**Work required**
Extract exactly and only the lines of the data below, starting at the line with "Every instance of the cutting" and stopping after the final line.

start

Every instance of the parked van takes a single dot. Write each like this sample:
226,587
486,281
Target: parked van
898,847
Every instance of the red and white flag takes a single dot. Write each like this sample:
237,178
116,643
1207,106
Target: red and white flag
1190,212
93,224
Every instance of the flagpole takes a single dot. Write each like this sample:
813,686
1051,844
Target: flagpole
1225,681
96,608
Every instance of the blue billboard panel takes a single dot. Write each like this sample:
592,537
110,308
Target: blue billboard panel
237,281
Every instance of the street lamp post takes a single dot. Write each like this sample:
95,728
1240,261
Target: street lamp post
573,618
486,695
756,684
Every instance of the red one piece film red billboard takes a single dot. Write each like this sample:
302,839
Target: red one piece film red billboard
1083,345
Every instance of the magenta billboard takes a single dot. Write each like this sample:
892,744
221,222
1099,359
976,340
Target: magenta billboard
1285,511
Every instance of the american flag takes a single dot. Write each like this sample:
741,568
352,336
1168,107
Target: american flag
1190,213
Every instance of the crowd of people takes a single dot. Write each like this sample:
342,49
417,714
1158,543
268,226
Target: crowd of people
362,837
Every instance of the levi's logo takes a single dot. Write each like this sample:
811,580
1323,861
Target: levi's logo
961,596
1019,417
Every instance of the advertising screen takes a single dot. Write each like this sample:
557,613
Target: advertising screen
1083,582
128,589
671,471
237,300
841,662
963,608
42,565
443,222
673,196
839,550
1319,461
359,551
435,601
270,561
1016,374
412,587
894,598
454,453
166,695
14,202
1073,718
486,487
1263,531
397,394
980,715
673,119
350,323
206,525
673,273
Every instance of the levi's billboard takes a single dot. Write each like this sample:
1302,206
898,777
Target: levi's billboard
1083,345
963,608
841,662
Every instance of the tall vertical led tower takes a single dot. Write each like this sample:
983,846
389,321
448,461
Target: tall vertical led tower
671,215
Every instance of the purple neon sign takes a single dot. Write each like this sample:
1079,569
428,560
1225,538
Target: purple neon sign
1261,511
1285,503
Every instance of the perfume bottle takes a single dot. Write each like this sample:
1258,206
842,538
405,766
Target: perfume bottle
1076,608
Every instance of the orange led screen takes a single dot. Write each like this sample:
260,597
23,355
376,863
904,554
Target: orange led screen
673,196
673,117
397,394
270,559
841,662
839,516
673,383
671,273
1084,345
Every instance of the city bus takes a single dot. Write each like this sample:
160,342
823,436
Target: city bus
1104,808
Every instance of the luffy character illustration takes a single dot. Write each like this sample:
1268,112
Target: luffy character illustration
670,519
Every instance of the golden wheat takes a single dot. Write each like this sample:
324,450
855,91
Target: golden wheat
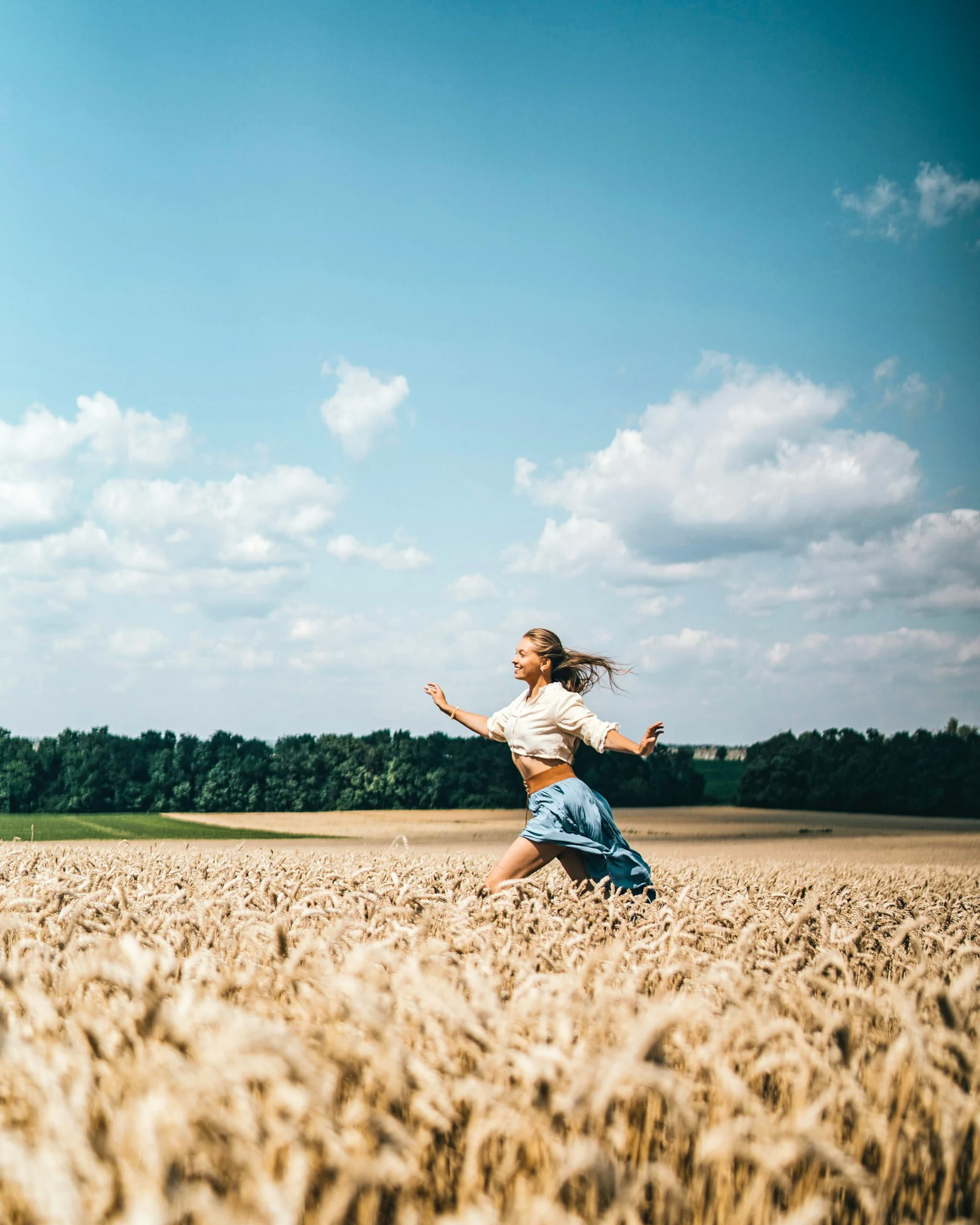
198,1036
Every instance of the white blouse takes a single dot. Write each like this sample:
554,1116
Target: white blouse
551,726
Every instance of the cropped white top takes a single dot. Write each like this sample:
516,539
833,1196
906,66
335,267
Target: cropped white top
551,726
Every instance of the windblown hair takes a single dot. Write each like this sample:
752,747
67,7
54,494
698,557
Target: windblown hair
574,669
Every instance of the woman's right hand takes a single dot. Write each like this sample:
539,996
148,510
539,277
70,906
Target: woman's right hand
438,696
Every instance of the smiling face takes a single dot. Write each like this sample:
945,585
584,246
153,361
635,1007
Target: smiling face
529,666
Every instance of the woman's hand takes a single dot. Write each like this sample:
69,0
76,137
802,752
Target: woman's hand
650,741
438,696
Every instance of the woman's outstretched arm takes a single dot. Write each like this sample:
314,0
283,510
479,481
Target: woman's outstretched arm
620,744
475,722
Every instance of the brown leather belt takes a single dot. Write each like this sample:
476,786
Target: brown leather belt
553,775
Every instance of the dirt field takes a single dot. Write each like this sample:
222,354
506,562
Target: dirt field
657,834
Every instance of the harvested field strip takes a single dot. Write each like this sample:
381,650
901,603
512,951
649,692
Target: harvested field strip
303,1036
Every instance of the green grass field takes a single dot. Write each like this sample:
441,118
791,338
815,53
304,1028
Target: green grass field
721,780
63,827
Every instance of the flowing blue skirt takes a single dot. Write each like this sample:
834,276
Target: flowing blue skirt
570,814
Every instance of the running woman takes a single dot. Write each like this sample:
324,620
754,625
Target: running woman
543,727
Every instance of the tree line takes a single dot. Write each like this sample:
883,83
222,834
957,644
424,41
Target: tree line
101,772
919,774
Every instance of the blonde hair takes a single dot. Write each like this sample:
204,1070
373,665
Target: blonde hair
574,669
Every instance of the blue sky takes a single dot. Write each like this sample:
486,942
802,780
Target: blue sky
295,297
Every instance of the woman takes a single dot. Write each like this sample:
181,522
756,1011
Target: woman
543,728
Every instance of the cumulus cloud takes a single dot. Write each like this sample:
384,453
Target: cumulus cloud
881,210
471,587
688,647
944,195
756,465
363,407
932,564
42,456
388,557
885,210
913,394
248,516
226,546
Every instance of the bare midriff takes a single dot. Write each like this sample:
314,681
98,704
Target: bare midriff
532,766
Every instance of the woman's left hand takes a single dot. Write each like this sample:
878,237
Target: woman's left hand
650,741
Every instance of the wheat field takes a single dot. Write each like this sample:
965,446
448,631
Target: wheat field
264,1036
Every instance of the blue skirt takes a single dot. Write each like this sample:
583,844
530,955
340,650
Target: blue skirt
570,814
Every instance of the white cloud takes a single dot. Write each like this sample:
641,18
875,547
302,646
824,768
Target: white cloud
246,514
471,587
881,209
100,431
30,504
230,546
138,643
388,557
42,456
755,465
363,407
933,564
656,606
885,210
913,394
689,649
778,654
943,195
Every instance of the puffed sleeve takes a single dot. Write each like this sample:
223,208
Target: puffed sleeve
497,726
575,718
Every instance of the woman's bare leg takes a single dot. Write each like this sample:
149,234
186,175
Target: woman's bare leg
524,858
519,861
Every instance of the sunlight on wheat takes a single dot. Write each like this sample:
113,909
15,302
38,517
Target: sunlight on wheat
252,1036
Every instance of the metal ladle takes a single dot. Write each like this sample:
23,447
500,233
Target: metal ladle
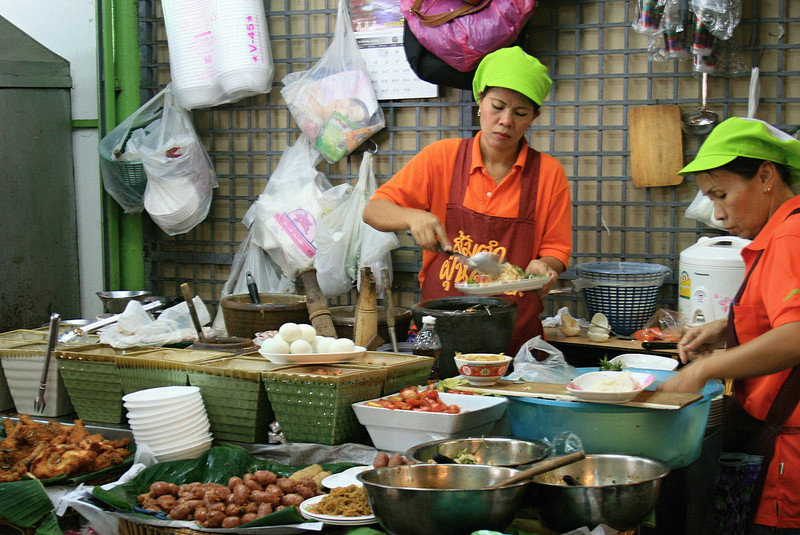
702,121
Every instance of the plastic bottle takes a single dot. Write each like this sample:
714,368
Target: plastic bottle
428,344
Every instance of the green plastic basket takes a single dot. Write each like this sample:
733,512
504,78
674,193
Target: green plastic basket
245,416
313,403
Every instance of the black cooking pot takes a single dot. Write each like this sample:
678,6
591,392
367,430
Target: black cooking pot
468,324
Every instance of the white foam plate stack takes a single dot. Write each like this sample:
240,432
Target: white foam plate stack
170,420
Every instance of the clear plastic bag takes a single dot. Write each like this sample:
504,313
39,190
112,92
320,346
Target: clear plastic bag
121,166
334,103
286,216
180,175
553,369
344,243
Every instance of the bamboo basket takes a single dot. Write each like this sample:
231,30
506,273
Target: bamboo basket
159,367
93,381
245,416
313,407
402,369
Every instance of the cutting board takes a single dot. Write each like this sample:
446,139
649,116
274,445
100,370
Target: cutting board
648,399
656,144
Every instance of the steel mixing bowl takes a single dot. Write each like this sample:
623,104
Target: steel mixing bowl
618,490
116,301
496,451
446,499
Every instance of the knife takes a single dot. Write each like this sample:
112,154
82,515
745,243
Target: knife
252,288
387,284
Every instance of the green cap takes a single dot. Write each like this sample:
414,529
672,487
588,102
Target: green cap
513,69
751,138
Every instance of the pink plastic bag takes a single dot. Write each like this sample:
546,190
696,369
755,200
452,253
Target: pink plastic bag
465,40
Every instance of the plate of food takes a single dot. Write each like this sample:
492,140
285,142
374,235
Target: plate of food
314,358
344,506
344,478
609,386
511,279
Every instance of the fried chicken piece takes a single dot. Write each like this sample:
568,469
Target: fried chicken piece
62,459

end

**Final result**
Every instance of the cutting board takes a single dot. Write each like this sample:
446,139
649,116
274,445
100,370
Target: cutting board
648,399
656,144
Every instance of the steel mixing bowl takes a single dot. Write each like this sample:
623,104
Target: steel mixing bowl
618,490
116,301
496,451
446,499
Every instance of the knife takes a single dot. Write each like this sample:
112,154
82,515
745,243
Target: knife
252,288
387,284
Every instance of the green cap takes a single dot. Write each like this sample:
414,529
672,487
588,102
Target: green cap
513,69
751,138
Every instance of the pink plastic bag takes a single dot. Write each like this sample:
546,190
696,369
755,200
452,253
Target: pink plastic bag
465,40
Every instance of the plate of food takes a single dot. Write each like this sample:
492,140
285,142
374,235
Target: plate of food
314,358
344,506
344,478
609,386
511,279
Every instance of the fried chicken piece takes a single dot. Write each like this sample:
568,469
Target: fried chicken piece
62,459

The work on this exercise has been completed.